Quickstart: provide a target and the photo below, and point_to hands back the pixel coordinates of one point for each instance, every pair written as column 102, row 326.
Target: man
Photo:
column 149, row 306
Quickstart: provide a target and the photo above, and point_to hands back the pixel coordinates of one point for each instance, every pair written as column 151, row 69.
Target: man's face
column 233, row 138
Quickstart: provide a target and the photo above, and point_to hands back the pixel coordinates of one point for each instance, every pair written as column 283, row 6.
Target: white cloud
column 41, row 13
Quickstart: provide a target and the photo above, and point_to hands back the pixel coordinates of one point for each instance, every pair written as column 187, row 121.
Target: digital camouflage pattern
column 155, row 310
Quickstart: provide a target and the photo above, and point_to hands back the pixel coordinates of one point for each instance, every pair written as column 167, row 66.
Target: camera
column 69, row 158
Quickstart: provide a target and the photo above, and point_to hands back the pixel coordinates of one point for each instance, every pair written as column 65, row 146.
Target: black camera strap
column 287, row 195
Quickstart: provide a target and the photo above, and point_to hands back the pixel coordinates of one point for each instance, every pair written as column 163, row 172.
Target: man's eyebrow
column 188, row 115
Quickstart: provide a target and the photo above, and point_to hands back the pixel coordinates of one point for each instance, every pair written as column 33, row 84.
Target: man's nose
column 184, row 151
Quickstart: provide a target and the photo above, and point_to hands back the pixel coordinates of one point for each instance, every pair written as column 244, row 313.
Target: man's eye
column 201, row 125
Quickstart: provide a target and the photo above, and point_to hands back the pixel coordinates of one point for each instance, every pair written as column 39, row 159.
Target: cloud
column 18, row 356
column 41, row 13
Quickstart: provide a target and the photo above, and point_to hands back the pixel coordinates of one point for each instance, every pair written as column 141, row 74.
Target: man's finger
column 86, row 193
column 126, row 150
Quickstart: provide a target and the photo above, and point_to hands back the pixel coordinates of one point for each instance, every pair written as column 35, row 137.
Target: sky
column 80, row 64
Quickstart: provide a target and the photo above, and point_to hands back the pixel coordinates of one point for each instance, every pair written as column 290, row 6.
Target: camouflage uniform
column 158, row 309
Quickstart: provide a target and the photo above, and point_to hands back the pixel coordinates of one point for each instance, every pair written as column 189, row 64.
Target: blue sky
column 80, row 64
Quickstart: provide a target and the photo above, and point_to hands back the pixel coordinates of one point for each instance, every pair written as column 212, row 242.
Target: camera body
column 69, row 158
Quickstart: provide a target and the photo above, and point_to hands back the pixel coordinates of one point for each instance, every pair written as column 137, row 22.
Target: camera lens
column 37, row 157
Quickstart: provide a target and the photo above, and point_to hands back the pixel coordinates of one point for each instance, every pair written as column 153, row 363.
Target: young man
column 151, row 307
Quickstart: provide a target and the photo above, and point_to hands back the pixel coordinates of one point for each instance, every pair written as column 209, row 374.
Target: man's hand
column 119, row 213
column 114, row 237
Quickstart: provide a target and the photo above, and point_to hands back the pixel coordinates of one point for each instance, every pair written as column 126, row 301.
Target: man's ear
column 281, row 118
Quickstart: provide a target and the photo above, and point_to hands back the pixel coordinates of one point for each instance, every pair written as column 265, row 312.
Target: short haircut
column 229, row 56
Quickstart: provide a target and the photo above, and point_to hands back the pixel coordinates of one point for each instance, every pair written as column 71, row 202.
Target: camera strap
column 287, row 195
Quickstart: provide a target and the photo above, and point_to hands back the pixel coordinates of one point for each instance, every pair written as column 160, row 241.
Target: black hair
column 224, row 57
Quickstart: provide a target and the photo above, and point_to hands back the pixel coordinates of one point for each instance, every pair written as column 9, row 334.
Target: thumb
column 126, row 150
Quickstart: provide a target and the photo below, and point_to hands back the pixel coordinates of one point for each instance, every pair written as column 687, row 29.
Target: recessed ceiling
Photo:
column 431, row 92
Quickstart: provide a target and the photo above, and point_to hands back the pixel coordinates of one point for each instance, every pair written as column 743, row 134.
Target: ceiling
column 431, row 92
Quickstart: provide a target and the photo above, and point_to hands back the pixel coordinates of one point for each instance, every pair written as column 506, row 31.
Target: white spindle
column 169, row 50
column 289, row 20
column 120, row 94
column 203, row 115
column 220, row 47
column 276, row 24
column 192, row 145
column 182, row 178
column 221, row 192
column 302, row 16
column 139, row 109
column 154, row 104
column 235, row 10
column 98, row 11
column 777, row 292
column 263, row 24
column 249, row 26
★ ★ ★ ★ ★
What you should do: Output all of the rows above as a Markdown table with two columns, No and Line: give each line its sequential number and its text, and leave out blank lines.

Written response:
| No | Line |
|---|---|
| 1 | Quickstart: provide a target and the photo below, and point_to hands back the pixel coordinates of one point for each instance, every pair written as column 102, row 326. |
| 2 | Target: man |
| 3 | Photo: |
| 4 | column 149, row 306 |
| 5 | Quickstart: provide a target and the photo above, and point_to hands back the pixel coordinates of one point for each instance, every pair written as column 151, row 69. |
| 6 | Target: man's face |
| 7 | column 233, row 138 |
| 8 | Quickstart: provide a target and the photo above, and point_to hands back the pixel coordinates of one point for each instance, every pair written as column 283, row 6. |
| 9 | Target: white cloud |
| 10 | column 41, row 13 |
| 11 | Quickstart: provide a target and the photo above, and point_to hands back the pixel coordinates of one point for each instance, every pair written as column 187, row 121. |
| 12 | Target: digital camouflage pattern |
| 13 | column 155, row 310 |
| 14 | Quickstart: provide a target and the photo above, and point_to hands back the pixel coordinates of one point for each instance, every pair written as column 167, row 66. |
| 15 | Target: camera |
| 16 | column 69, row 158 |
| 17 | Quickstart: provide a target and the photo above, and point_to hands back the pixel coordinates of one point for each instance, every pair written as column 65, row 146. |
| 18 | Target: black camera strap |
| 19 | column 287, row 195 |
| 20 | Quickstart: provide a target and the photo above, and point_to hands back the pixel coordinates of one point for each instance, every pair written as column 163, row 172. |
| 21 | Target: man's eyebrow |
| 22 | column 188, row 115 |
| 23 | Quickstart: provide a target and the photo above, and point_to hands back the pixel coordinates of one point for each instance, every pair written as column 33, row 84. |
| 24 | Target: man's nose |
| 25 | column 184, row 151 |
| 26 | Quickstart: provide a target and the photo above, and point_to hands back the pixel coordinates of one point for each instance, every pair written as column 244, row 313. |
| 27 | Target: man's eye |
| 28 | column 201, row 125 |
| 29 | Quickstart: provide a target and the photo above, and point_to hands back the pixel coordinates of one point for each instance, every pair written as column 39, row 159. |
| 30 | Target: cloud |
| 31 | column 18, row 356 |
| 32 | column 41, row 13 |
| 33 | Quickstart: provide a target and the photo above, and point_to hands back the pixel coordinates of one point for each instance, every pair written as column 141, row 74. |
| 34 | Target: man's finger |
| 35 | column 86, row 193 |
| 36 | column 126, row 150 |
| 37 | Quickstart: provide a target and the photo above, and point_to hands back the pixel coordinates of one point for each instance, every pair written as column 35, row 137. |
| 38 | Target: sky |
| 39 | column 80, row 64 |
| 40 | Quickstart: provide a target and the photo above, and point_to hands back the pixel coordinates of one point for each instance, every pair written as column 290, row 6. |
| 41 | Target: camouflage uniform |
| 42 | column 158, row 309 |
| 43 | Quickstart: provide a target and the photo above, and point_to hands back the pixel coordinates of one point for each instance, every pair written as column 189, row 64. |
| 44 | Target: blue sky |
| 45 | column 80, row 64 |
| 46 | Quickstart: provide a target and the photo above, and point_to hands back the pixel coordinates of one point for each instance, every pair written as column 212, row 242. |
| 47 | Target: camera body |
| 48 | column 69, row 158 |
| 49 | Quickstart: provide a target and the photo above, and point_to hands back the pixel coordinates of one point for each instance, every pair written as column 137, row 22. |
| 50 | Target: camera lens |
| 51 | column 37, row 157 |
| 52 | Quickstart: provide a target and the photo above, and point_to hands back the pixel coordinates of one point for each instance, every pair written as column 153, row 363. |
| 53 | Target: young man |
| 54 | column 151, row 307 |
| 55 | Quickstart: provide a target and the photo above, and point_to hands back the pixel coordinates of one point for each instance, every pair written as column 209, row 374. |
| 56 | Target: man's hand |
| 57 | column 119, row 213 |
| 58 | column 114, row 237 |
| 59 | Quickstart: provide a target and the photo above, and point_to hands back the pixel coordinates of one point for each instance, every pair written as column 126, row 301. |
| 60 | Target: man's ear |
| 61 | column 281, row 118 |
| 62 | Quickstart: provide a target and the photo above, and point_to hands back the pixel coordinates of one point for each instance, every pair written as column 265, row 312. |
| 63 | Target: short haircut |
| 64 | column 229, row 56 |
| 65 | Quickstart: provide a target and the photo above, and point_to hands back the pixel coordinates of one point for each instance, every pair written as column 71, row 202. |
| 66 | Target: camera strap |
| 67 | column 287, row 195 |
| 68 | Quickstart: provide a target and the photo above, and point_to hands back the pixel coordinates of one point for each instance, every pair written as column 160, row 241. |
| 69 | Target: black hair |
| 70 | column 224, row 57 |
| 71 | Quickstart: provide a target and the photo above, and point_to hands back the pixel coordinates of one point for each instance, every pair written as column 9, row 334. |
| 72 | Target: thumb |
| 73 | column 126, row 150 |
| 74 | Quickstart: provide a target and the photo below, and point_to hands back the pixel coordinates of one point for each instance, every pair written as column 687, row 29. |
| 75 | Target: recessed ceiling |
| 76 | Photo: |
| 77 | column 431, row 92 |
| 78 | Quickstart: provide a target and the photo above, and point_to hands back the pixel coordinates of one point for each instance, every pair written as column 743, row 134. |
| 79 | Target: ceiling |
| 80 | column 431, row 92 |
| 81 | Quickstart: provide a target and the photo above, and point_to hands back the pixel coordinates of one point for each instance, every pair written as column 506, row 31. |
| 82 | Target: white spindle |
| 83 | column 169, row 50 |
| 84 | column 289, row 20 |
| 85 | column 120, row 94 |
| 86 | column 203, row 115 |
| 87 | column 220, row 47 |
| 88 | column 276, row 24 |
| 89 | column 192, row 145 |
| 90 | column 182, row 178 |
| 91 | column 221, row 192 |
| 92 | column 302, row 16 |
| 93 | column 139, row 109 |
| 94 | column 154, row 104 |
| 95 | column 235, row 10 |
| 96 | column 98, row 11 |
| 97 | column 777, row 292 |
| 98 | column 263, row 24 |
| 99 | column 249, row 26 |